Work instruction :: Where does the string "below" appear in the records? Copy every line that contains it.

=== Dataset ===

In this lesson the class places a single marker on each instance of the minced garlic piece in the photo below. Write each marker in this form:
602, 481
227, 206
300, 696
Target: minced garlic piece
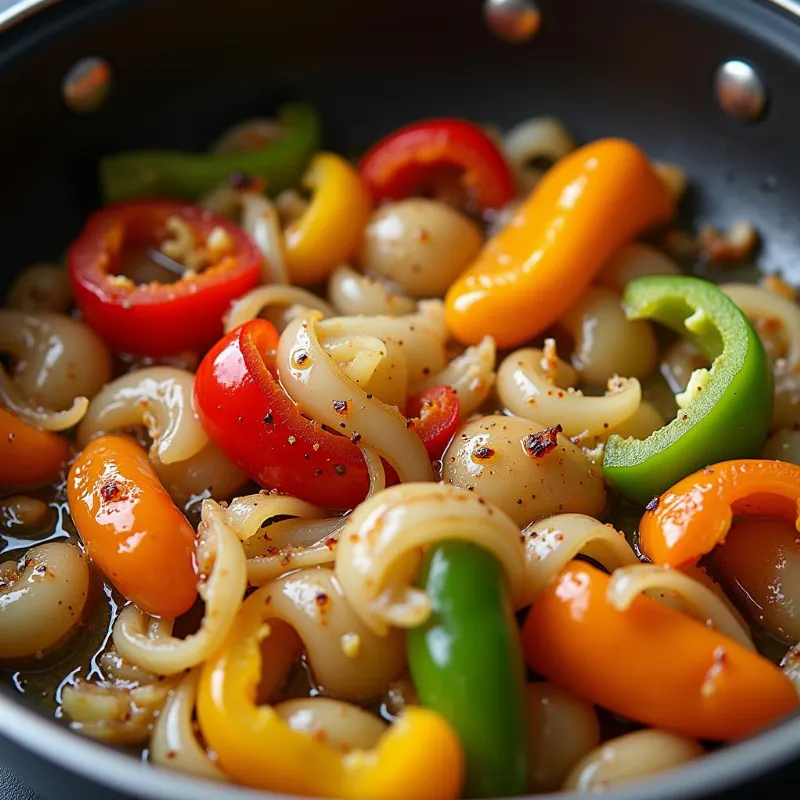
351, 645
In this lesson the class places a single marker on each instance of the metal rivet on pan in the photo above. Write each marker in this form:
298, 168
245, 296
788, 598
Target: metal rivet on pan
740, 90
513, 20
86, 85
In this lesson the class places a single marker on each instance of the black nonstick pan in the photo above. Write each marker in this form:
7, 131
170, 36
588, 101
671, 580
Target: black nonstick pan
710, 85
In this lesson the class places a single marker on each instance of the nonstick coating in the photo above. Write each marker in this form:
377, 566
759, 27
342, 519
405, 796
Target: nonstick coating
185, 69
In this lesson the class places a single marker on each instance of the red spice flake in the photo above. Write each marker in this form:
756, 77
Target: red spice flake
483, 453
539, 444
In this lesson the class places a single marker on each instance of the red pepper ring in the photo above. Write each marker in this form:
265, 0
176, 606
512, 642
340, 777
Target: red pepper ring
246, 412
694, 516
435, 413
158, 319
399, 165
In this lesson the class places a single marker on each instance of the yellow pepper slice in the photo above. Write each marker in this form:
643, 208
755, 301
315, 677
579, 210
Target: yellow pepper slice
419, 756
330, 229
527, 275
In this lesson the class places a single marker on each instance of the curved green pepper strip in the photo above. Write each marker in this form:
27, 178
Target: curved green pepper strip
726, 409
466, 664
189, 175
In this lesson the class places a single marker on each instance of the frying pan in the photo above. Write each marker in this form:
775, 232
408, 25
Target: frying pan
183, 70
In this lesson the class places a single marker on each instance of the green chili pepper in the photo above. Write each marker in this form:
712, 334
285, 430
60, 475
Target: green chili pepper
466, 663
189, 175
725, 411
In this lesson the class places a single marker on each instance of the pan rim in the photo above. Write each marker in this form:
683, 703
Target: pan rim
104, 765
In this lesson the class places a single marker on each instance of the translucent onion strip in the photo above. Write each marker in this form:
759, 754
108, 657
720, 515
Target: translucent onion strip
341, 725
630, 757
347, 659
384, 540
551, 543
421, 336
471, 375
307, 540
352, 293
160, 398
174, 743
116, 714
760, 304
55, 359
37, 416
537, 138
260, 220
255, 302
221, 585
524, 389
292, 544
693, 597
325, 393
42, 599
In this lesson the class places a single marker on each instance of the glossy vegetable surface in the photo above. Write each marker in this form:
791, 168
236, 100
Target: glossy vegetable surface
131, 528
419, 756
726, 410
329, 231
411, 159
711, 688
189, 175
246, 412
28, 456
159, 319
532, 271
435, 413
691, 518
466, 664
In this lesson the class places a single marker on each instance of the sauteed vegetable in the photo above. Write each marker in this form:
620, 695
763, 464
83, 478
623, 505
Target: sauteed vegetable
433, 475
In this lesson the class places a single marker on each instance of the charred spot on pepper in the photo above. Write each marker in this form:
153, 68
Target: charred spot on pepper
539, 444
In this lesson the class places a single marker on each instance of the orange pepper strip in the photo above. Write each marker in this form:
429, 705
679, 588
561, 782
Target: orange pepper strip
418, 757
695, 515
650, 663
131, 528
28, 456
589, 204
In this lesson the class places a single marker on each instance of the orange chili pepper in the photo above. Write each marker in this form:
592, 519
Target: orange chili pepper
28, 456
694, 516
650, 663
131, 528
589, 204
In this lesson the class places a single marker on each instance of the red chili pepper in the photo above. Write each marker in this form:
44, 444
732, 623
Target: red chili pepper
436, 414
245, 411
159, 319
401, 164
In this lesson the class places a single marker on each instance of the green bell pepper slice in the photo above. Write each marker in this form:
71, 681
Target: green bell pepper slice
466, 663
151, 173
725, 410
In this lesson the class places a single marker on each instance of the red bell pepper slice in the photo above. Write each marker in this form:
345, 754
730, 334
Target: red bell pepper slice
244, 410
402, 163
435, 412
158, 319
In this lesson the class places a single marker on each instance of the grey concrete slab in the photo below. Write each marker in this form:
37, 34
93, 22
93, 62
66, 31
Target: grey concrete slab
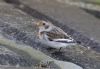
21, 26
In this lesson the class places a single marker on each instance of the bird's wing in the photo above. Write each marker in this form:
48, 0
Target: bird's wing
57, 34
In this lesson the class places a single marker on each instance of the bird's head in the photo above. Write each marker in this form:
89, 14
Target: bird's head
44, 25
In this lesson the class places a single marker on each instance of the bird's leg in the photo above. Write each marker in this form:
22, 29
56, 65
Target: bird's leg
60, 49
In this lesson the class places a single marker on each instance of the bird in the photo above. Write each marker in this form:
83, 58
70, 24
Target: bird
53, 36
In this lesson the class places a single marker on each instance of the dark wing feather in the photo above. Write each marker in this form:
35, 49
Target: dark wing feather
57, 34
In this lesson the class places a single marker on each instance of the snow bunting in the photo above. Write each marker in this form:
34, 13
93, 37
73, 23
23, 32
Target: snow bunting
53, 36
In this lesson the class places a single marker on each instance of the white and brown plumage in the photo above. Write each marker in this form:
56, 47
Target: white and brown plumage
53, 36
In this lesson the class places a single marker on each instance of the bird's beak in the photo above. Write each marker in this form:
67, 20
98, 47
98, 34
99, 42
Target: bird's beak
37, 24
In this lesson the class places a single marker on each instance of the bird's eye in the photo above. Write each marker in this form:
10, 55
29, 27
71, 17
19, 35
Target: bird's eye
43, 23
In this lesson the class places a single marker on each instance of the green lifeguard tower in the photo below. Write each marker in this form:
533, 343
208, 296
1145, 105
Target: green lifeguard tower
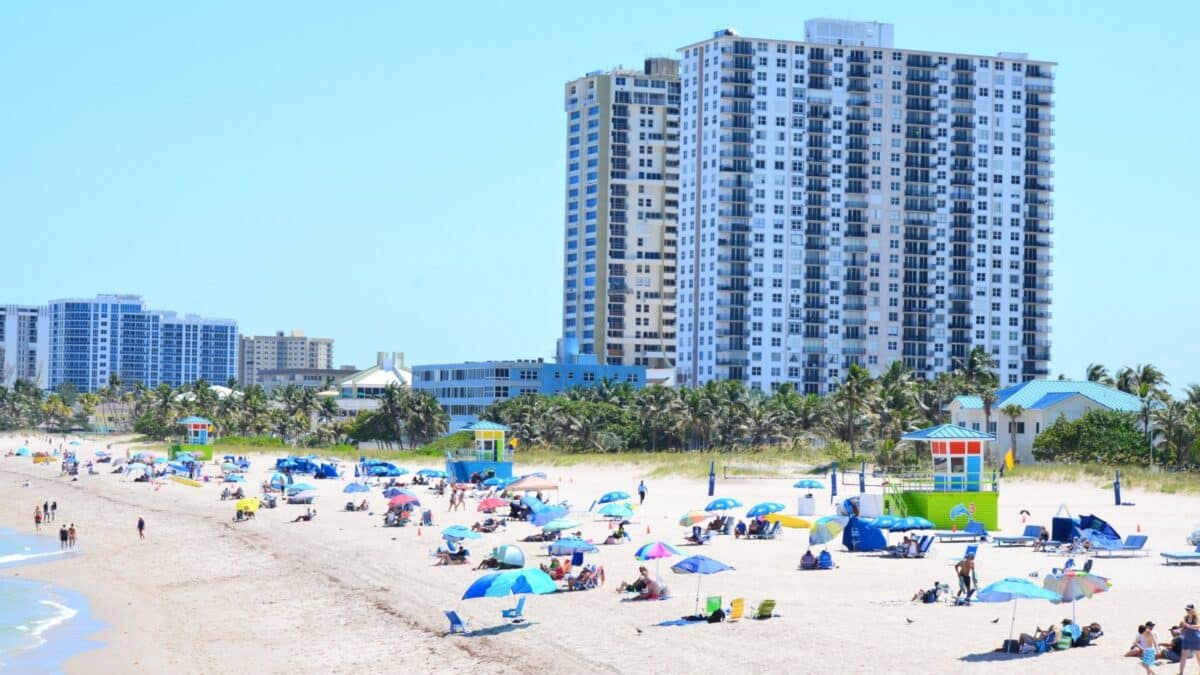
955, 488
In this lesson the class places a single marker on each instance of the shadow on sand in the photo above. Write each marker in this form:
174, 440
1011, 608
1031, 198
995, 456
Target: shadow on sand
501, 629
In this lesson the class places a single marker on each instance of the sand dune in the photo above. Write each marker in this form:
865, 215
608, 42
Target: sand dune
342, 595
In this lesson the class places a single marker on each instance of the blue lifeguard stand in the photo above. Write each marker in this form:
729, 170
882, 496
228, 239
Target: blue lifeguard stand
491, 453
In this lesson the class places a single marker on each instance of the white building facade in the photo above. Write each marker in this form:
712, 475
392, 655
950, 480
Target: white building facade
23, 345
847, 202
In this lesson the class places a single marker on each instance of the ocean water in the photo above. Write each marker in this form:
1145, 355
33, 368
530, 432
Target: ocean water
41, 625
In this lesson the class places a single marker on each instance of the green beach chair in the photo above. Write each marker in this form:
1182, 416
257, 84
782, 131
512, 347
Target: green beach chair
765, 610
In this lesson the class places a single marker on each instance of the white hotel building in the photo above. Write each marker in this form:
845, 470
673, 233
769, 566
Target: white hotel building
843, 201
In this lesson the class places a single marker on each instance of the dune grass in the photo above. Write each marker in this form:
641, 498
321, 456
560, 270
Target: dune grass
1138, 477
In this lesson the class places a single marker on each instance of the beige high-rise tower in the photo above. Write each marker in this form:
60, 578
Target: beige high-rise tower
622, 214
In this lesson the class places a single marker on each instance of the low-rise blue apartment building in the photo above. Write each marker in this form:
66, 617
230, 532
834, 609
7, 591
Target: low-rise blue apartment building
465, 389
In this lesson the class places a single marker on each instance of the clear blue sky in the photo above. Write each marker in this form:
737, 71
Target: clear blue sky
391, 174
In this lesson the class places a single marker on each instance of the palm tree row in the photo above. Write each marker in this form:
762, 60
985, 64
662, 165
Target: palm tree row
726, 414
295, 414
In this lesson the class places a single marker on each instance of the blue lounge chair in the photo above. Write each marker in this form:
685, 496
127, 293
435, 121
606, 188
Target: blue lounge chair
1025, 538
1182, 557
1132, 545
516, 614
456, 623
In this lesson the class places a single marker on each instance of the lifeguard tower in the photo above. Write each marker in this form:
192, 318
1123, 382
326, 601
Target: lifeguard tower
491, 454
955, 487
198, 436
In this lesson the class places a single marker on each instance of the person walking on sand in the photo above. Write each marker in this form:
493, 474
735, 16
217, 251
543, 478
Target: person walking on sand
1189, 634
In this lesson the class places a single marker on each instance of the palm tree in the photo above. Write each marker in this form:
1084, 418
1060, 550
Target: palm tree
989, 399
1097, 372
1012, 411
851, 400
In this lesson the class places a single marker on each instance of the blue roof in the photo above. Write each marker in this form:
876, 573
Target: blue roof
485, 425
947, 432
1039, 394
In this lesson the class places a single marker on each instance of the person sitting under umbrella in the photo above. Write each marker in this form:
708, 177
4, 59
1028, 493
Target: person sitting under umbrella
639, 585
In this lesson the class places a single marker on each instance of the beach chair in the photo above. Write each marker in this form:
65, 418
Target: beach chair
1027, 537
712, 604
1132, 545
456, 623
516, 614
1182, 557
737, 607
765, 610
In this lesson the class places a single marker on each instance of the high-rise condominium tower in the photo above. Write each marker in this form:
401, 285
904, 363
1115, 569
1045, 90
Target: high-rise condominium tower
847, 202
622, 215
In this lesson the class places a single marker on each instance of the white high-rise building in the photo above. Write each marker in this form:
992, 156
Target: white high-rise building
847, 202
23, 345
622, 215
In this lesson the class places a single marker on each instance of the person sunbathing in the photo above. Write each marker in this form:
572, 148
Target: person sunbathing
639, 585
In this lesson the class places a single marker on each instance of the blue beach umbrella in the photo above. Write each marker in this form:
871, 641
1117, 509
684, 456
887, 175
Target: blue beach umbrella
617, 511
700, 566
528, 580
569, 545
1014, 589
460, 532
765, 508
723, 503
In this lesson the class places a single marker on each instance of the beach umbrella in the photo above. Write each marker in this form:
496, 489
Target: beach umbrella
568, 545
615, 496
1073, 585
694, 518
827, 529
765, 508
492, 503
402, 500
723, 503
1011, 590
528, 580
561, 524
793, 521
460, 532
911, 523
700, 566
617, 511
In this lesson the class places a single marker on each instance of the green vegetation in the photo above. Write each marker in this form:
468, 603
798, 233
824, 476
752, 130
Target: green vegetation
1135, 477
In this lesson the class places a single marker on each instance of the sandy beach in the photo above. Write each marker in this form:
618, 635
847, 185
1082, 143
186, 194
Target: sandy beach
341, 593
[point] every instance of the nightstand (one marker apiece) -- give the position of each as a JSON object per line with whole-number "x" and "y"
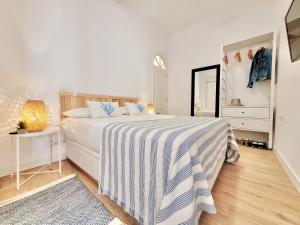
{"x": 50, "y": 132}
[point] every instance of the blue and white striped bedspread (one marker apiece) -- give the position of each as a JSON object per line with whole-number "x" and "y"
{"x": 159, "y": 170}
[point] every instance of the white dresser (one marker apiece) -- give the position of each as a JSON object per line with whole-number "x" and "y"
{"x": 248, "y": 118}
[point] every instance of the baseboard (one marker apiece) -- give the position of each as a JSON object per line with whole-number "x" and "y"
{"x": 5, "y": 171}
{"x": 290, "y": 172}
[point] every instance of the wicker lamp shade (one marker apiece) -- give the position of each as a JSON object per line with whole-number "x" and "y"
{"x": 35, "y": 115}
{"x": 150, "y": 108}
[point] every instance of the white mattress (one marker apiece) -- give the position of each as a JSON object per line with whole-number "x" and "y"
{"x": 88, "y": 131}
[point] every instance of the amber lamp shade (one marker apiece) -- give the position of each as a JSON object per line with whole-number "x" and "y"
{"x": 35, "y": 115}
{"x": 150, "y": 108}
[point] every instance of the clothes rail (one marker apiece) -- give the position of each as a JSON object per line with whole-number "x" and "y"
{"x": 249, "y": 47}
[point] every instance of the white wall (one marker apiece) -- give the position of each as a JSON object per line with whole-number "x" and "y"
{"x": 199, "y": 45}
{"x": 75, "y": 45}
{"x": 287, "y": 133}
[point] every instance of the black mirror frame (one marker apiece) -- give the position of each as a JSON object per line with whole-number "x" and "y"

===

Answer section ::
In this lesson the class places a single marker on each instance of the minced garlic piece in the photo below. Write each marker in this form:
In this lesson the class places a single marker on each instance of the grey concrete slab in the photo below. Write each marker in this form:
In this lesson the class places a single marker on each instance of the green lifeguard tower in the photo below. Write each marker in this form:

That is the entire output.